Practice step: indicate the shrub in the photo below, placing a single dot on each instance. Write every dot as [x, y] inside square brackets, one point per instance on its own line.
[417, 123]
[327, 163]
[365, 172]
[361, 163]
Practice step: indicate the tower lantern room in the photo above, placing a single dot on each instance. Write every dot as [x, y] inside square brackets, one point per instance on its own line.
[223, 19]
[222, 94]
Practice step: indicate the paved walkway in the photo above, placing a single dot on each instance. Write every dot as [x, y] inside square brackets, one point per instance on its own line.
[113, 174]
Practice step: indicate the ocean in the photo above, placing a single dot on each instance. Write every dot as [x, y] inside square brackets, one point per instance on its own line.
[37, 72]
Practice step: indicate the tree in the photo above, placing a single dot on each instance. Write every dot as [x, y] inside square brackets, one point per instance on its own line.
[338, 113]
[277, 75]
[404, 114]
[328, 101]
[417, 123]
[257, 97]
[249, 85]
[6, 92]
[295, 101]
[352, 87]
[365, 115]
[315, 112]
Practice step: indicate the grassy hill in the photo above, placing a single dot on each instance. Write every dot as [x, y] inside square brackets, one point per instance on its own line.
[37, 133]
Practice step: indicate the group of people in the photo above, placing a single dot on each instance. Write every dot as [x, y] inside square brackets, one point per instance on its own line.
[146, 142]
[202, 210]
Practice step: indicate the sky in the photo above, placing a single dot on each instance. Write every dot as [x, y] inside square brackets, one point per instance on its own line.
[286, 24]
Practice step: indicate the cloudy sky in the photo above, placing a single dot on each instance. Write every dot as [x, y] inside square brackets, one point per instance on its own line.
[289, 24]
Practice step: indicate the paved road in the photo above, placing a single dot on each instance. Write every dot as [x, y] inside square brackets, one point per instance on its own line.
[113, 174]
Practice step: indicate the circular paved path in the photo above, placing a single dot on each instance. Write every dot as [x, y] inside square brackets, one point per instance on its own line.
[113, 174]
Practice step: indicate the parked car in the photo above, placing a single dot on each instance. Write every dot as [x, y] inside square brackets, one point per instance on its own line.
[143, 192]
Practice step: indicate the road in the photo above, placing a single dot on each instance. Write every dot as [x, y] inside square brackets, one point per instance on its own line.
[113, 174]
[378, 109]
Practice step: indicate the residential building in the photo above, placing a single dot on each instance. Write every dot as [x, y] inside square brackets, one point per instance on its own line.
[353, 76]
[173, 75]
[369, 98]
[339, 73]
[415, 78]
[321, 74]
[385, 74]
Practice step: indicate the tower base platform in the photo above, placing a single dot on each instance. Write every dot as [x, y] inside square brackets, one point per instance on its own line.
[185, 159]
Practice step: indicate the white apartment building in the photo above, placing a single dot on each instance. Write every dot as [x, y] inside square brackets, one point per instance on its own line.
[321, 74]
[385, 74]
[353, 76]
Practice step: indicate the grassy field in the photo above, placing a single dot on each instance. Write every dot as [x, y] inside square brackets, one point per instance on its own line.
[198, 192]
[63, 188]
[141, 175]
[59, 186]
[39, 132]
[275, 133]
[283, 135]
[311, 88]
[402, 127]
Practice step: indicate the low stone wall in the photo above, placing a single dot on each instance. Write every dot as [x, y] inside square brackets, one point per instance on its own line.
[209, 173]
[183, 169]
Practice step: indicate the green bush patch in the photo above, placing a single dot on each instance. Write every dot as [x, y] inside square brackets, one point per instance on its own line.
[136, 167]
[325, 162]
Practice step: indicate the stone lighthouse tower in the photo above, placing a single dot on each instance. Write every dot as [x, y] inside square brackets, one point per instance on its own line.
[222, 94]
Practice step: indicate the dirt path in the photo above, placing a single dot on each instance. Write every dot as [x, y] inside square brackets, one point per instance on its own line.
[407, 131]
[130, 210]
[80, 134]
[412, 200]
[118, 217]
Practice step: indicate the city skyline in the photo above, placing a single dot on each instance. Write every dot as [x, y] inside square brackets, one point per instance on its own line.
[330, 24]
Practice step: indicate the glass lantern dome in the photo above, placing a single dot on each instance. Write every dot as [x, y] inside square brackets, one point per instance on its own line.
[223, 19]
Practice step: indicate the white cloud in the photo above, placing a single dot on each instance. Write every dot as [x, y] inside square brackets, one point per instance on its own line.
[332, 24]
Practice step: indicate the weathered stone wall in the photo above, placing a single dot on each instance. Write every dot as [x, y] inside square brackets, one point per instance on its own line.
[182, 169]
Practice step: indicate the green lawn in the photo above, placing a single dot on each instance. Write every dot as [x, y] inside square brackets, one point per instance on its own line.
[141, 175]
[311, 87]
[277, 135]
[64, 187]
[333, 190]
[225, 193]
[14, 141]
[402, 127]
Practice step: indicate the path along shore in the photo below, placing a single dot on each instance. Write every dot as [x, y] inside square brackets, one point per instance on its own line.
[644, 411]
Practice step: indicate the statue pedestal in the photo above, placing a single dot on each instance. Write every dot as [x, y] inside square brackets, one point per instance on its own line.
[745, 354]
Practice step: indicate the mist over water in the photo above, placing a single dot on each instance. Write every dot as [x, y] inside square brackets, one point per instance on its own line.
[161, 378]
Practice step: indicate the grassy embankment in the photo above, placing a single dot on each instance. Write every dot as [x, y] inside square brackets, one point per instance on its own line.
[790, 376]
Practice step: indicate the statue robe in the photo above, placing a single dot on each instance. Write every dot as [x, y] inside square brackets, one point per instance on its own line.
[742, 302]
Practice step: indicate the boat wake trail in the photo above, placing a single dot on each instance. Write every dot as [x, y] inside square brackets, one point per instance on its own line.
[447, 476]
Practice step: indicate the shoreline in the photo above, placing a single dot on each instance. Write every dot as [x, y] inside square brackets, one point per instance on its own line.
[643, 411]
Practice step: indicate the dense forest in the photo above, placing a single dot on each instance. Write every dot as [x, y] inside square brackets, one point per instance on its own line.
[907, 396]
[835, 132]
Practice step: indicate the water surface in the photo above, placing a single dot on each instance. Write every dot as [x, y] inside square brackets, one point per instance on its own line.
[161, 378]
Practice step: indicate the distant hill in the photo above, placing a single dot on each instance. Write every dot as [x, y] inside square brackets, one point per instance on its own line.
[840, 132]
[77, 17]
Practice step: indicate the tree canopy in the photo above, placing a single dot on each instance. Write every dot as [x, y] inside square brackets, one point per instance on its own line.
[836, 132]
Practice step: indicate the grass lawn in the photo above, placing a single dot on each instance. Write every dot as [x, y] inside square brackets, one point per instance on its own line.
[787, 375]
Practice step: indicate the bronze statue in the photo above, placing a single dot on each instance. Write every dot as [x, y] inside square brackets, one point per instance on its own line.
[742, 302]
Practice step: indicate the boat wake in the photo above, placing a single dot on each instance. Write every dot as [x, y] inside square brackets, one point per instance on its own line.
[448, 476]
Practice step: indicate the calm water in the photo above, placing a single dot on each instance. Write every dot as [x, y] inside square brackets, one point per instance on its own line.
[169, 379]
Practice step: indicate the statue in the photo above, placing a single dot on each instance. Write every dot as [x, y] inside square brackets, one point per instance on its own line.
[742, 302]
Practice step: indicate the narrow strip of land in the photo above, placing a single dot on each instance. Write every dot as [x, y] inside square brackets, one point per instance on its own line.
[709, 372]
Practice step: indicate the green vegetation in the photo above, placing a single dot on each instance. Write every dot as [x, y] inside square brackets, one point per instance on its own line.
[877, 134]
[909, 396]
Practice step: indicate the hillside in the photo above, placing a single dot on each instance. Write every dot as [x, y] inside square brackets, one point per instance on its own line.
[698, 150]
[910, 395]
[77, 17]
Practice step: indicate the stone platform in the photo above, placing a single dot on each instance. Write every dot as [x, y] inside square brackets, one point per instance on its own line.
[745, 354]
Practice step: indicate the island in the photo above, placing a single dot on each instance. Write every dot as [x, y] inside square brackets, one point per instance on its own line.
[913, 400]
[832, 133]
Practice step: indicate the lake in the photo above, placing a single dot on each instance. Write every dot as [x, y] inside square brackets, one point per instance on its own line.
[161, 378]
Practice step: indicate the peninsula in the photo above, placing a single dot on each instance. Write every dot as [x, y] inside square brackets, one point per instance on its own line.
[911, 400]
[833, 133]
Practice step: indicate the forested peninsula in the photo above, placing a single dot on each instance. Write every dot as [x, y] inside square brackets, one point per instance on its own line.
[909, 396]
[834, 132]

◆ ◆ ◆

* _WHAT THE TASK REQUIRES_:
Copy the records from the line containing "Practice step: indicate the peninsula" through the end of the records, requests included, and offset every coordinate in the answer points by -147.

* _RIGHT ANSWER_:
Practice step: indicate the peninsula in the photo above, placing a single dot on each instance. Write every dot as [x, y] inside square brackets, one point per instance on its own line.
[764, 253]
[686, -14]
Practice step: indicate the forested peninsula in the photo above, placing a single dot on each instance. Write every dot as [x, y] inside square brackets, one point per instance on its own line.
[762, 249]
[687, -15]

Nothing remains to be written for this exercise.